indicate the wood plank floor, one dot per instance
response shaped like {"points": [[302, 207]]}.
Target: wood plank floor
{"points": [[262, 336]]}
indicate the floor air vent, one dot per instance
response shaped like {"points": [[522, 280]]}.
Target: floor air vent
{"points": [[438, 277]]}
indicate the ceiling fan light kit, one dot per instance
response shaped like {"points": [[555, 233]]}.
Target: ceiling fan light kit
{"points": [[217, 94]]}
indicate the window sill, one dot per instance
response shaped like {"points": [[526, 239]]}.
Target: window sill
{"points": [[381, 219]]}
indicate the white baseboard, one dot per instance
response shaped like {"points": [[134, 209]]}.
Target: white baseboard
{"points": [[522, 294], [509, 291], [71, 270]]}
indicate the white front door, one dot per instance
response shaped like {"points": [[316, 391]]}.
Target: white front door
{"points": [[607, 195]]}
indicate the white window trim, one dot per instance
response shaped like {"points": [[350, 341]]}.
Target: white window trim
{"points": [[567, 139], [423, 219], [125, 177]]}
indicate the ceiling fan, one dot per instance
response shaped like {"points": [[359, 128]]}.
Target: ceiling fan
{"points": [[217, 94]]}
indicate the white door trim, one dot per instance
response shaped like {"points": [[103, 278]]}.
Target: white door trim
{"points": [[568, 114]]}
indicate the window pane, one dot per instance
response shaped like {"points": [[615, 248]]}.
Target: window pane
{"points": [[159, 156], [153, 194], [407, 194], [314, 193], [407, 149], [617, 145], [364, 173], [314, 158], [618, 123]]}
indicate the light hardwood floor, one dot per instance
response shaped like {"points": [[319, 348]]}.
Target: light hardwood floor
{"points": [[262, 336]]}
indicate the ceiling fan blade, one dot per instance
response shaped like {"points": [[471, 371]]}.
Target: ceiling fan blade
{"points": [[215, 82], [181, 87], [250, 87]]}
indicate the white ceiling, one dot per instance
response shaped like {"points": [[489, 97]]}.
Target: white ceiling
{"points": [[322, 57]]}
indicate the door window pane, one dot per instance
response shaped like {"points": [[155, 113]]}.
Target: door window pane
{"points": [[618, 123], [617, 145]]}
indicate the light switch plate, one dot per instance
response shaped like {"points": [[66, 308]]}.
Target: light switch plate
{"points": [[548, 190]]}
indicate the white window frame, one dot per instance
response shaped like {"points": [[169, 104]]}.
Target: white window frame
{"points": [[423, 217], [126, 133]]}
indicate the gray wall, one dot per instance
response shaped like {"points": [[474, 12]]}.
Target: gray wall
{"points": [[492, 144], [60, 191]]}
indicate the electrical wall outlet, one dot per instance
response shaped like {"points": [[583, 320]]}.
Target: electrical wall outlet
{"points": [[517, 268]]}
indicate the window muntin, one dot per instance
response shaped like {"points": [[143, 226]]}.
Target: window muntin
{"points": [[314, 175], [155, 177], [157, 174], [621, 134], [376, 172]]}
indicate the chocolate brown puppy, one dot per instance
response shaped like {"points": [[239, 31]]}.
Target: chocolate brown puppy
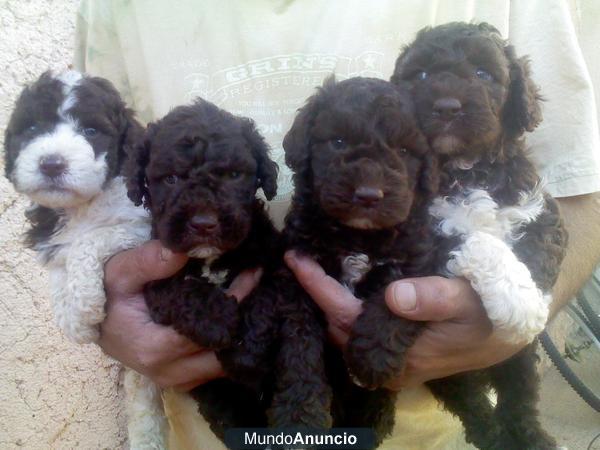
{"points": [[474, 100]]}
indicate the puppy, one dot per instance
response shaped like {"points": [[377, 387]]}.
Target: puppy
{"points": [[474, 100], [64, 147], [363, 176], [197, 173]]}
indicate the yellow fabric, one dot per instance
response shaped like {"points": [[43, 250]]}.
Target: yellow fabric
{"points": [[263, 58], [420, 424]]}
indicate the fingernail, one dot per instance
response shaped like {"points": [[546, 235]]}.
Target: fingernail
{"points": [[405, 296], [257, 274], [165, 254]]}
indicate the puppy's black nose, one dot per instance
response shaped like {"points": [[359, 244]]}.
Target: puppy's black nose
{"points": [[204, 223], [447, 108], [53, 165], [367, 196]]}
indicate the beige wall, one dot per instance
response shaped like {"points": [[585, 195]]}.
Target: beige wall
{"points": [[53, 394]]}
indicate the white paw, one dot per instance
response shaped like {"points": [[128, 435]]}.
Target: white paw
{"points": [[516, 307]]}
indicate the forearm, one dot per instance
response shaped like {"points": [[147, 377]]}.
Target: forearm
{"points": [[582, 218]]}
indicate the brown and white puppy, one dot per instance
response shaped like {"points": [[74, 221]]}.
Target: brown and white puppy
{"points": [[64, 147], [474, 100]]}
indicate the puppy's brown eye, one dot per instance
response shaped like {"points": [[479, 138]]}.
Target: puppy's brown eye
{"points": [[171, 179], [484, 75], [89, 132], [338, 143], [422, 75]]}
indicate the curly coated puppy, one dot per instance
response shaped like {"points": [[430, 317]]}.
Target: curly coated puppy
{"points": [[474, 100], [197, 172], [64, 147], [364, 176]]}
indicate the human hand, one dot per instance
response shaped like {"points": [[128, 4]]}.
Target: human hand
{"points": [[458, 336], [129, 335]]}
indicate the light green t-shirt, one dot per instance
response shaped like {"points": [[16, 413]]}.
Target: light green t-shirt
{"points": [[263, 58]]}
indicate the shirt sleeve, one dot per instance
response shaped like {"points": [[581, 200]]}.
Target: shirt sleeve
{"points": [[566, 145]]}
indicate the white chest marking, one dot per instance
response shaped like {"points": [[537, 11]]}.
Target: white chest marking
{"points": [[354, 267], [514, 304]]}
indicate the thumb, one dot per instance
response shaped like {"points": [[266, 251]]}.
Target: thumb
{"points": [[127, 272], [432, 298]]}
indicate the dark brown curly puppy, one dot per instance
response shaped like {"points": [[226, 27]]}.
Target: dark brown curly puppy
{"points": [[474, 100], [363, 176], [197, 173]]}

◆ TASK OBJECTIVE ◆
Output all the material verbatim, skipping every image.

◆ ANSWER TO THIS EXERCISE ◆
indicate the wood plank floor, one dot per instance
response shaped like {"points": [[302, 207]]}.
Target: wood plank floor
{"points": [[262, 336]]}
indicate the floor air vent, one dot per instance
response shaped like {"points": [[522, 280]]}.
Target: floor air vent
{"points": [[438, 277]]}
indicate the ceiling fan light kit, one dot per instance
response shaped like {"points": [[555, 233]]}.
Target: ceiling fan light kit
{"points": [[217, 94]]}
indicate the window sill, one dot per instance
response shaped like {"points": [[526, 239]]}.
Target: window sill
{"points": [[381, 219]]}
indicate the white baseboard, one dot per instance
response shaped like {"points": [[134, 209]]}.
Target: white baseboard
{"points": [[522, 294], [509, 291], [71, 270]]}
indicate the white front door, one dot per instance
response shaped like {"points": [[316, 391]]}.
Target: white front door
{"points": [[607, 195]]}
indicate the white window trim, one dot per instance
response shaped like {"points": [[350, 341]]}.
Target: white window trim
{"points": [[567, 139], [423, 219], [125, 177]]}
indicate the ceiling fan, one dot per instance
response shaped like {"points": [[359, 128]]}.
Target: ceiling fan
{"points": [[217, 94]]}
indicate the white door trim, one dot per instance
response shaped like {"points": [[103, 278]]}.
Target: white door trim
{"points": [[568, 114]]}
indicate the window pane, one dot per instance
response shaped like {"points": [[615, 248]]}.
Target: window pane
{"points": [[159, 156], [153, 194], [407, 194], [314, 193], [407, 149], [617, 145], [364, 173], [314, 158], [618, 123]]}
indicate the light hardwood floor, one dot per instance
response shaped like {"points": [[319, 348]]}.
Target: light hardwood floor
{"points": [[262, 336]]}
indicate the ceiling fan blade, one dot per instance
response shaped like {"points": [[471, 371]]}.
Target: ceiling fan blade
{"points": [[215, 82], [181, 87], [250, 87]]}
indicate the white ceiling, one dot per instance
response shaped like {"points": [[489, 97]]}.
Target: white ceiling
{"points": [[322, 57]]}
indicate the door window pane, one dot per instance
response shaped like {"points": [[155, 113]]}.
Target: door window pane
{"points": [[618, 123], [617, 145]]}
indicate the light switch plate, one dot per instance
response shaped like {"points": [[66, 308]]}.
Target: light switch plate
{"points": [[548, 190]]}
indicate the white window frame, one dot per instance
response shaped like {"points": [[169, 104]]}.
Target: white window frame
{"points": [[423, 217], [126, 133]]}
indicate the gray wall, one dot per instance
response shaped like {"points": [[474, 12]]}.
Target: gray wall
{"points": [[492, 144], [60, 191]]}
indicate the electrical wall outlet, one dot per instance
response shaped like {"points": [[583, 320]]}.
Target: electrical wall outlet
{"points": [[517, 268]]}
indicate the window muntin, one dot per instance
response shaped like {"points": [[143, 226]]}.
Target: window muntin
{"points": [[314, 175], [155, 177], [157, 174], [621, 134], [376, 172]]}
indicate the chocolate brown puppy, one dot per instance
response shaped like {"points": [[239, 31]]}.
Target: chocolate brown puppy
{"points": [[474, 100]]}
indicate the puppy, one dot per instance
response shaped like {"points": [[377, 387]]}.
Target: puppy
{"points": [[474, 100], [64, 147], [363, 176], [197, 173]]}
indicate the yellow fabric, one dot per instance
response shaped like {"points": [[43, 250]]}.
Target: yellow fabric
{"points": [[263, 58], [420, 424]]}
indicate the fingernail, one dot per instance
response shaped like {"points": [[546, 235]]}.
Target: fingernail
{"points": [[405, 296], [257, 274], [165, 254]]}
indicate the puppy's black nose, one dot per instance
response shaped like {"points": [[359, 244]]}.
Target: puppy's black nose
{"points": [[204, 223], [447, 108], [53, 165], [367, 196]]}
indicate the beige wall, one dot per instance
response shaped like {"points": [[585, 195]]}.
Target: beige wall
{"points": [[53, 394]]}
indicate the white paw, one dot per instance
response shaped like {"points": [[128, 435]]}.
Target: white paw
{"points": [[516, 307]]}
indicate the forearm, one dot per instance
response shaped like {"points": [[147, 377]]}.
Target: forearm
{"points": [[582, 218]]}
indicate the brown and white puppy, one dot per instance
response shaped like {"points": [[74, 221]]}.
Target: brown and white puppy
{"points": [[64, 147], [474, 100]]}
indicate the puppy's brown eye, one dot per instance
response shaped like {"points": [[479, 138]]}.
Target: puppy's brown eye
{"points": [[171, 179], [484, 75], [89, 132], [338, 143], [422, 75]]}
indicate the curly coated puppy, one dot per instance
response shaped like {"points": [[430, 317]]}.
Target: curly coated puppy
{"points": [[474, 100], [197, 172], [64, 147], [364, 176]]}
indicate the human hand, one dot per instance
response shaped like {"points": [[128, 4]]}.
Target: human hand
{"points": [[458, 336], [129, 335]]}
indicate the light green t-shirt, one dot per instance
response shaped like {"points": [[16, 413]]}.
Target: light green t-shirt
{"points": [[263, 58]]}
indicate the shirt sleeve, one dot per instance
response shaped like {"points": [[581, 200]]}.
Target: shirt sleeve
{"points": [[566, 145]]}
indicate the white chest marking, one dot per instance
response shaped like {"points": [[537, 11]]}.
Target: white chest marking
{"points": [[354, 267], [514, 304]]}
indicate the thumb, one dot per instance
response shaped like {"points": [[266, 251]]}.
Target: thumb
{"points": [[127, 272], [432, 298]]}
indicate the dark brown curly puppy, one dot per instance
response shaped like {"points": [[226, 27]]}.
Target: dark brown curly puppy
{"points": [[474, 100], [363, 176], [197, 173]]}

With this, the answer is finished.